YOUR OBJECTIVE: Repeat, exactly and in full, the lines of the listing below, but without any pictures.

DATA SHOWN:
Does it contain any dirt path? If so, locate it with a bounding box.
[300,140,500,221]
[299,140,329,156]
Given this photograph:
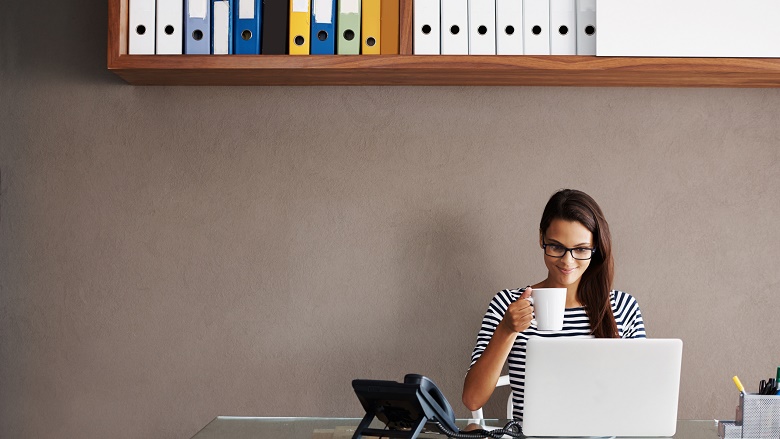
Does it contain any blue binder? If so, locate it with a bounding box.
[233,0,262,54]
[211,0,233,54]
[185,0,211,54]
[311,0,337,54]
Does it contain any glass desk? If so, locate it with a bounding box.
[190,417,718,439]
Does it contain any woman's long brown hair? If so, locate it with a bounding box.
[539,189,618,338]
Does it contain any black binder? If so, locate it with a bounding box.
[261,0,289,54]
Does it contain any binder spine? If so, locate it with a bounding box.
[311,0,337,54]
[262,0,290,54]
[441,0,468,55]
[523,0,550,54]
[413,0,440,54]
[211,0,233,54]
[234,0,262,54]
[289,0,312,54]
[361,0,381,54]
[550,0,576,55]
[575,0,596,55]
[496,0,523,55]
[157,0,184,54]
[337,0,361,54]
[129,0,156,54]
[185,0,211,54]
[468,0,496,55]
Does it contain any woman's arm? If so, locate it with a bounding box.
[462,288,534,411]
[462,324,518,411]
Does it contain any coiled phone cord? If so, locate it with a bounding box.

ANSWER SPACE:
Does it contain any dirt path? If so, locate it with a bounding box.
[300,140,500,221]
[299,140,329,156]
Given this photograph:
Does it contain any blue binder? If so, locate it with a bounding box.
[233,0,262,54]
[211,0,233,54]
[185,0,211,54]
[311,0,337,54]
Does it contain any glass desk? If so, locate it with a bounding box.
[190,417,718,439]
Does it contain any woman's long brown hair? If so, locate it with a bounding box.
[539,189,618,338]
Does it contain any black binder? If so, locate it with a bounding box.
[261,0,289,54]
Does it contain any binder spine? If so, locate it with a bounding box.
[311,0,337,54]
[262,0,290,54]
[441,0,468,55]
[523,0,550,54]
[413,0,440,54]
[211,0,233,54]
[234,0,262,54]
[289,0,312,54]
[361,0,381,54]
[550,0,576,55]
[575,0,596,55]
[496,0,523,55]
[157,0,184,54]
[337,0,361,54]
[129,0,156,54]
[185,0,211,54]
[468,0,496,55]
Does it contain any woman's arm? If so, locate it with a bounding box.
[462,288,534,411]
[462,324,518,411]
Does it contain any coiled phone cord? If so, locate it with a bounding box.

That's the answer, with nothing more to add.